◆ Assigned task A
Using the article on BYOD and business mobile apps, decide whether each statement agrees with it. Answer yes or no for each, and quote the words from the article that settle it. (i) Gartner expects demand for enterprise mobile apps to outgrow market supply five to one. (ii) Gartner expects mobile phone unit sales to reach 2.1 billion units by 2017. (iii) Enterprises are adopting Bring Your Own Device because their IT departments require it.
◆ Assigned task B
Write the next part of the article on BYOD and business mobile apps, starting right after its last sentence.

◆ Passage to read
- - - - -
Will BYOD Lead Enterprise To Mobile Payments?

The world of B2B often emulates its B2C peers. The B2C eCommerce push has led to B2B demand for digital procurement solutions, while the trend among consumers away from paper checks and often even cash has eventually encouraged B2B firms to similarly seek out other payments technologies like e-invoicing.

Companies’ adoption of the mobile device is yet another example of how the industry can mimic its B2C counterparts. Enterprises are adopting the Bring Your Own Device movement because consumers want to use their personal smartphones in the workplace to do work-related tasks.

Recently published research from Gartner has found that the BYOD movement is fueling a new trend in B2B. Just as consumers have led the mass explosion of mobile apps, enterprises are similarly voicing their demands for such technology.

Gartner found that the demand for enterprise mobile applications will outgrow market supply five to one in only a few years. By 2017, analysts predict, IT organizations will be unable to meet the high demand to deliver mobile apps to the businesses that want them.

Following In Consumers’ Footsteps

Many analysts see this rise in demand for mobile apps within companies as a pattern stemming from the consumer mobile app boom.

Gartner found that mobile phone unit sales alone will reach 2.1 billion units by 2019, which Gartner added will similarly fuel this demand – especially as businesses continue to adopt the Bring Your Own Device movement. According to researchers, growing mobile sales will “fuel demand for apps in the enterprise that meet the high performance and usability of consumer apps.”
- - - - -
◆ Provided data
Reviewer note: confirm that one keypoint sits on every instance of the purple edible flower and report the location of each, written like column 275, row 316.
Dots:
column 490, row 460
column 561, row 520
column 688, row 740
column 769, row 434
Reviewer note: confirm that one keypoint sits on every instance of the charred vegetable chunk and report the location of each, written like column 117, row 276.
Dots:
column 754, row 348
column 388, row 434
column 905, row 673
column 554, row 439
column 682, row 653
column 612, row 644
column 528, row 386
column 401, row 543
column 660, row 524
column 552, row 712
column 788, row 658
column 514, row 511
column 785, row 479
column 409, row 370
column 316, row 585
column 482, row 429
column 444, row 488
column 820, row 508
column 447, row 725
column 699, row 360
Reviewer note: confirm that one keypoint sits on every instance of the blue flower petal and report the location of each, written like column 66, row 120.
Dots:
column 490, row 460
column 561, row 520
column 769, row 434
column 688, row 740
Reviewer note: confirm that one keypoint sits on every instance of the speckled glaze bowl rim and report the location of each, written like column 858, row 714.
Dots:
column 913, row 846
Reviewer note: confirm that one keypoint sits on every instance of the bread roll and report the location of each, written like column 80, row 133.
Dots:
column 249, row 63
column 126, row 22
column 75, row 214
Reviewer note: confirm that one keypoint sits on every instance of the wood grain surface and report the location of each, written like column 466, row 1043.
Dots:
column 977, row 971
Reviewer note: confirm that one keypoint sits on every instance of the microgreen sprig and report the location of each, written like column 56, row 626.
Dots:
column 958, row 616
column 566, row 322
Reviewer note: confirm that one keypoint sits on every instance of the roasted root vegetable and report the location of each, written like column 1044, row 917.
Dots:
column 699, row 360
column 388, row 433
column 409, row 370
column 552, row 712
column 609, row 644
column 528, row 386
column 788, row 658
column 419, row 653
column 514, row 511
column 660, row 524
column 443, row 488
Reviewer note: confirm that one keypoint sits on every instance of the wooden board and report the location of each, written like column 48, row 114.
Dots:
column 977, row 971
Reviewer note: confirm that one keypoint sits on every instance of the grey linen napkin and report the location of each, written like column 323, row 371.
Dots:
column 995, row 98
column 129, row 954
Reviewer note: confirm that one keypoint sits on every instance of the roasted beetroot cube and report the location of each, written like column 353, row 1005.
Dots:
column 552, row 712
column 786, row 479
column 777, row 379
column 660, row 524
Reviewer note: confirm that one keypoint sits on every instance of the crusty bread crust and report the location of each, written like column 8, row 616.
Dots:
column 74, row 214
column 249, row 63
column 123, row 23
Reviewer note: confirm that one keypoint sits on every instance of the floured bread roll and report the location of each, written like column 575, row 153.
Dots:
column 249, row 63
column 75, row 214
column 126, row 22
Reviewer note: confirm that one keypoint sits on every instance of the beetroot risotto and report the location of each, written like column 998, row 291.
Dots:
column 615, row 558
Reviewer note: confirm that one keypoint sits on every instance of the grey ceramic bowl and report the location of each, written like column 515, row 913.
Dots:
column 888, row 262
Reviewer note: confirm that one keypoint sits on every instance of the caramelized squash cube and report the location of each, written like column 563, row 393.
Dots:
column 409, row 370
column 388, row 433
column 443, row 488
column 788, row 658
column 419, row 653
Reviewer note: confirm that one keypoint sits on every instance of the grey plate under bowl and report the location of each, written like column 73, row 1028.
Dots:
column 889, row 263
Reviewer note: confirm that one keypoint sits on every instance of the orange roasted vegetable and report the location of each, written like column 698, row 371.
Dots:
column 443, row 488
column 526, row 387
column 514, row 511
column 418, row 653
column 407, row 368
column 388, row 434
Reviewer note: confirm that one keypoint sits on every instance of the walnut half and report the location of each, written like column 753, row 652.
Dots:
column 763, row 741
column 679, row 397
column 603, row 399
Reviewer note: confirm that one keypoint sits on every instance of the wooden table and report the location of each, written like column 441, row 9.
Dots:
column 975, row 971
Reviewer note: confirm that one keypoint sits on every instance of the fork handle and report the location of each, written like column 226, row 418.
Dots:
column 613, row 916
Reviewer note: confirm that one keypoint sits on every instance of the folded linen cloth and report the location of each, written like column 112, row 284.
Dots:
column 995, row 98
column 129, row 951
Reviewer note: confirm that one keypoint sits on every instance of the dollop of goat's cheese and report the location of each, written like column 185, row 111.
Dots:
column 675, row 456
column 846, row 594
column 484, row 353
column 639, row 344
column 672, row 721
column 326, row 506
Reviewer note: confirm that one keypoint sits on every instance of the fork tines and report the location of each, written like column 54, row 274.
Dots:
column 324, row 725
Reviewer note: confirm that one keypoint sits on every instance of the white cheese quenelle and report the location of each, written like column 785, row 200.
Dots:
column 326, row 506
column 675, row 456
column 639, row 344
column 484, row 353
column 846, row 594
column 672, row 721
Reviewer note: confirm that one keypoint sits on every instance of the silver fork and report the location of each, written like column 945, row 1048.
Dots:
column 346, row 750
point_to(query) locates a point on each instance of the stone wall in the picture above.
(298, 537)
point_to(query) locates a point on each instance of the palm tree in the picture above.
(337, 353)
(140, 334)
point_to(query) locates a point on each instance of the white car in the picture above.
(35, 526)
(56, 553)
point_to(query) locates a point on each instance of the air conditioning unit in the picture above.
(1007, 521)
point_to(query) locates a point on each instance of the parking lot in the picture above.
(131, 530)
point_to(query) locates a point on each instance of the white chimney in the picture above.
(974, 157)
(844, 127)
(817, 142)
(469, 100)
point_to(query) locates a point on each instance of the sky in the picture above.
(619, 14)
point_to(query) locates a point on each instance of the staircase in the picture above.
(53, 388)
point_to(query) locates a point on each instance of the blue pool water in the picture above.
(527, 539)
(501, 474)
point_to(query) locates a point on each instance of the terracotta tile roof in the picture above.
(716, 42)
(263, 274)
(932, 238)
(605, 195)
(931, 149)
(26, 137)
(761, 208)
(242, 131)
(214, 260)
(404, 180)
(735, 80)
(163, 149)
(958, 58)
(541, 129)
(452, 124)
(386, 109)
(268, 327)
- - - - -
◆ Expected answer A
(i) Yes: "the demand for enterprise mobile applications will outgrow market supply five to one in only a few years"
(ii) No: "mobile phone unit sales alone will reach 2.1 billion units by 2019"
(iii) No: "because consumers want to use their personal smartphones in the workplace to do work-related tasks"

◆ Expected answer B
BYOD has led to the development of an array of mobile enterprise apps. A partnership with Apple and IBM announced earlier this year, for example, has the two tech giants developing apps for the workforce, like apps that use near-field communication for healthcare providers to obtain patient data, or supplier order management tools for merchants.

The travel and expense management sector has also emerged as a popular sector for enterprise app development on the basis that when employees are traveling, they need mobile services to come along.

Separate research by Research and Markets, also released just weeks ago, agreed enterprises are beginning to voice their needs for mobile app solutions. “The rising penetration of smartphones and tablets is allowing companies to introduce BYOD policy in their work environment, which helps in increasing productivity and promoting innovation,” a Research and Markets analysis said in a statement.

In a recent interview with PYMNTS, TSYS Senior Product Development Manager Christina Hall said that consumers’ mass adoption of mobile devices and apps certainly has an impact on enterprise’s subsequent demand for similar solutions.

“For years, we have watched the convergence of personal consumer preference impact the corporate setting,” she said, adding, “[today], there is a shifting mindset among employees, who now expect to conduct and manage their [professional] business with the benefit of intuitive tools and applications similar to those they use to conduct ‘personal’ business.”

Will The Boom Spill Over Into Mobile Payments?

Businesses are now demanding mobile apps the same way consumers have. But will enterprise begin to demand mobile payments applications and services the way the B2C world has?

Hall told PYMNTS that there are caveats to B2B mobile payments adoption. For example, “we need to consider the go-to market approach and how it may differ from the consumer launch,” she noted.

Still, she said that as more sellers upgrade their payments systems, mobile commercial payments are likely to emerge with greater frequency. Issuers of travel cards, corporate cards, fleet, fuel and purchasing cards now have an opportunity to connect their payment solutions to a mobile app for employees to monitor corporate spending on-the-go.

But Hall is convinced that mobile B2B payments will eventually become the norm. “Make no mistake about it,” Hall said, “mobile payments for commercial cards is coming. It’s not a matter of if, but when.”